YOUR TASK:
Please output exactly the run of lines that starts at the line with "spot the red folding chair." and ends at the last line of the records below.

════════════════

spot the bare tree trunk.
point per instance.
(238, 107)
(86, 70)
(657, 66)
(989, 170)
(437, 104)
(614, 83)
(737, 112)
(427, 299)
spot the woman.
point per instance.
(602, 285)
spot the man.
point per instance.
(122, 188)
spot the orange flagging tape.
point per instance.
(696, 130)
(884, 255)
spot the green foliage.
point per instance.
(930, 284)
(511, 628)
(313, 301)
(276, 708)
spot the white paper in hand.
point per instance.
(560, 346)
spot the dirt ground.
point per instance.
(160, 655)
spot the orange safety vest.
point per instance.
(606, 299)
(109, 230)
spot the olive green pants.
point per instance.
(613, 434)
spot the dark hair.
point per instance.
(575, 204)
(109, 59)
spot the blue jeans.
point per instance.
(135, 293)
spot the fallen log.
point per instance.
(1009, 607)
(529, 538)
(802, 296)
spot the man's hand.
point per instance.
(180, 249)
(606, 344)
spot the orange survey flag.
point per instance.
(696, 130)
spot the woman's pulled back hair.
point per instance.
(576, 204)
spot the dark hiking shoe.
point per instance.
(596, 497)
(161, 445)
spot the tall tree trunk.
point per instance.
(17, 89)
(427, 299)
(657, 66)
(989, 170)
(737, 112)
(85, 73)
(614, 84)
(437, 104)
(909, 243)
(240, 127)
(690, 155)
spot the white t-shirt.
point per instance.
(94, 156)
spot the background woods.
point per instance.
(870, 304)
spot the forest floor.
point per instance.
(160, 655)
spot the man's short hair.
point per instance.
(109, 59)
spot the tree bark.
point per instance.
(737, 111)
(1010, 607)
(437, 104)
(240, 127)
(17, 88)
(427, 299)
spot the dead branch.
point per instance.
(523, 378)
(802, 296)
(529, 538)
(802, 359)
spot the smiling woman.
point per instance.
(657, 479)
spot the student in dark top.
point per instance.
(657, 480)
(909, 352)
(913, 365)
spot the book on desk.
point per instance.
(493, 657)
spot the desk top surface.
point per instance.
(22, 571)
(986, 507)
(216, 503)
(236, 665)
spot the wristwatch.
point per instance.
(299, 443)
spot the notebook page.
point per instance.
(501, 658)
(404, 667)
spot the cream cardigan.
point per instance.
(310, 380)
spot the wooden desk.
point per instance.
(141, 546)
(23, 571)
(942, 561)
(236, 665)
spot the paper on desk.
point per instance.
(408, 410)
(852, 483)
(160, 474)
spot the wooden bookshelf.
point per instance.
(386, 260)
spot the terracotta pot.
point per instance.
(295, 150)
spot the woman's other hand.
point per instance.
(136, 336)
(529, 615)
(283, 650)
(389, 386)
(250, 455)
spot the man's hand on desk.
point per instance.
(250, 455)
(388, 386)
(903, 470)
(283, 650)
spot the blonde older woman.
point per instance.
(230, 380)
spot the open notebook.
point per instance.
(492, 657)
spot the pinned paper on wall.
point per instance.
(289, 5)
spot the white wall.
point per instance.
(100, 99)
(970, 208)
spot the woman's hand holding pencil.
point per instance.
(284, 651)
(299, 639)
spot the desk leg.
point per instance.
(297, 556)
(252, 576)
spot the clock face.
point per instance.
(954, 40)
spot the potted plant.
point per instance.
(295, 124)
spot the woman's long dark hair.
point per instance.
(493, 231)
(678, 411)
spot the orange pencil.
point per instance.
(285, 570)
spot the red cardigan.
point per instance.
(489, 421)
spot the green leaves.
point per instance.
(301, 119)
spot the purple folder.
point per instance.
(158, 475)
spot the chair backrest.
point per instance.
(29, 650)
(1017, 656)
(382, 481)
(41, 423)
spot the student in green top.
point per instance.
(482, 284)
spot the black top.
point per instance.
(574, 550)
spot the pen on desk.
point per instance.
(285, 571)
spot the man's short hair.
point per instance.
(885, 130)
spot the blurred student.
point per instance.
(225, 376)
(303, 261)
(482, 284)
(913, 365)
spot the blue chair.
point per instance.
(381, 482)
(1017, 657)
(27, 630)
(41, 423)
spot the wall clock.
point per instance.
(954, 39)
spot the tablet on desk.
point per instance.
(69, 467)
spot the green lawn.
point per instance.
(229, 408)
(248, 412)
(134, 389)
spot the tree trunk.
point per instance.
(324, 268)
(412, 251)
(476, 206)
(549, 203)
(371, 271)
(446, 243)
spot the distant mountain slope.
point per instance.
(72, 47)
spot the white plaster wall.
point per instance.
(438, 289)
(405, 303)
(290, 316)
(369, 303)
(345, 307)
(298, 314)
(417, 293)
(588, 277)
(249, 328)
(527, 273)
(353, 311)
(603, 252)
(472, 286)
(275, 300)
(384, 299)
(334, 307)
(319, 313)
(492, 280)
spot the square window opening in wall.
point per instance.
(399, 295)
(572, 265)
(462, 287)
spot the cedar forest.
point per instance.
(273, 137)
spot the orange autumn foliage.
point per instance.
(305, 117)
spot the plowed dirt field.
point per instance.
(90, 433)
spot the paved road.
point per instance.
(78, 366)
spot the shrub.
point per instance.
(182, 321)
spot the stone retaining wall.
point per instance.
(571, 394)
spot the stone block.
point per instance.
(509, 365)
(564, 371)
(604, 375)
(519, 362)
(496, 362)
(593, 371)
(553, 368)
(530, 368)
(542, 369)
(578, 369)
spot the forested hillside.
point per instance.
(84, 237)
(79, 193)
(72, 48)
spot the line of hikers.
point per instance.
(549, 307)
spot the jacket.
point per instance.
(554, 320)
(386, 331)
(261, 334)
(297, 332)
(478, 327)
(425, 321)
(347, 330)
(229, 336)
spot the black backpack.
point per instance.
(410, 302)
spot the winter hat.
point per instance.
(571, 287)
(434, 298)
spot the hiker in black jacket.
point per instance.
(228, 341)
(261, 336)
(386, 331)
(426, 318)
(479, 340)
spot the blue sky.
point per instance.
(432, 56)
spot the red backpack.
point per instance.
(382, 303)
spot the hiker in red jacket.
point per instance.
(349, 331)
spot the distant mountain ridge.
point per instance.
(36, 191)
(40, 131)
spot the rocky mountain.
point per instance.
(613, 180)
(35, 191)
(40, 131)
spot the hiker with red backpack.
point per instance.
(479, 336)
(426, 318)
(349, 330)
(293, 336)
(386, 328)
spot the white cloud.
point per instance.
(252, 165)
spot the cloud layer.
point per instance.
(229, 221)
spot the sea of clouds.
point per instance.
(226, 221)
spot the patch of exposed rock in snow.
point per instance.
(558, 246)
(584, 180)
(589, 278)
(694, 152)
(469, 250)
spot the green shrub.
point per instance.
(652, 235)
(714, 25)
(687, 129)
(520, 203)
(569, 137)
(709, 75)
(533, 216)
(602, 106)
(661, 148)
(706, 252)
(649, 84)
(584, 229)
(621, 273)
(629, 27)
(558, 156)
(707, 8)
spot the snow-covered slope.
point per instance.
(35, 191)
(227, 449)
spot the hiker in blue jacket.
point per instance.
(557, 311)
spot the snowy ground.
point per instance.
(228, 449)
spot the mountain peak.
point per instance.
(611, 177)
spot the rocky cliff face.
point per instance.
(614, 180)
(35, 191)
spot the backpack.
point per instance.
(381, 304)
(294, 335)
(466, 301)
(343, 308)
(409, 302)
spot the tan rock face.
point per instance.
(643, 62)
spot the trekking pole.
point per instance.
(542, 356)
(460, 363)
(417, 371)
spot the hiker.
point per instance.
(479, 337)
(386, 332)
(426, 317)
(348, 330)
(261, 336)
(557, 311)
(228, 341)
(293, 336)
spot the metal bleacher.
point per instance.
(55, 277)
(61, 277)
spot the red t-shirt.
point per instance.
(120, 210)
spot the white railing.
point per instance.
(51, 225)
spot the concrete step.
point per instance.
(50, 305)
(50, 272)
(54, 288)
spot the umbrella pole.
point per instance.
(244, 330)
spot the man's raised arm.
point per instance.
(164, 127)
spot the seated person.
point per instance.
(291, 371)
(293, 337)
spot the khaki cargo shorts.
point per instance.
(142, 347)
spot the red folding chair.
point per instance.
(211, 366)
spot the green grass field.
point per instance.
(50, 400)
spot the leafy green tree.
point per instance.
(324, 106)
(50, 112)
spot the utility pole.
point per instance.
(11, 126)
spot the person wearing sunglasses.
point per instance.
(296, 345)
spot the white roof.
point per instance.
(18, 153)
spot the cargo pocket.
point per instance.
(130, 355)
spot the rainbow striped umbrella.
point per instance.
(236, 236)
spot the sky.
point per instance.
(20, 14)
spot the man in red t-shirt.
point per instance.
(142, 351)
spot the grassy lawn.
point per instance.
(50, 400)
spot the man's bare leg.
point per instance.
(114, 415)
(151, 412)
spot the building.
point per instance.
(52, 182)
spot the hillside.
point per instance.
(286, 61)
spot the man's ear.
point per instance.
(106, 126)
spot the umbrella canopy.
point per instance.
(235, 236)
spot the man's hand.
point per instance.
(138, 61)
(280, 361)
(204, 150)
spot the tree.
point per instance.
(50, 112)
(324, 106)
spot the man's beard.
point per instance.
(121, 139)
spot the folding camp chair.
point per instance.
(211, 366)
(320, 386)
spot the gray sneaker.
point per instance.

════════════════

ANSWER:
spot the red folding chair.
point per instance.
(211, 366)
spot the green grass field.
point per instance.
(50, 400)
spot the leafy green tree.
point per instance.
(324, 106)
(50, 112)
spot the utility pole.
point per instance.
(11, 126)
spot the person wearing sunglasses.
point per instance.
(296, 345)
spot the white roof.
point per instance.
(18, 153)
spot the cargo pocket.
point per instance.
(130, 355)
spot the rainbow striped umbrella.
point per instance.
(236, 236)
spot the sky.
point per instance.
(20, 14)
spot the man in red t-shirt.
point per instance.
(142, 351)
spot the grassy lawn.
point per instance.
(50, 400)
spot the man's bare leg.
point per instance.
(114, 415)
(151, 412)
spot the building.
point per instance.
(52, 182)
spot the hillside.
point per instance.
(286, 61)
spot the man's ear.
point per instance.
(106, 126)
spot the umbrella canopy.
point per instance.
(235, 236)
spot the man's hand.
point per instance.
(138, 61)
(280, 361)
(204, 150)
spot the tree.
point per instance.
(50, 112)
(324, 106)
spot the man's beard.
point per instance.
(121, 139)
spot the folding camp chair.
point per instance.
(211, 366)
(320, 386)
spot the gray sneaker.
point per instance.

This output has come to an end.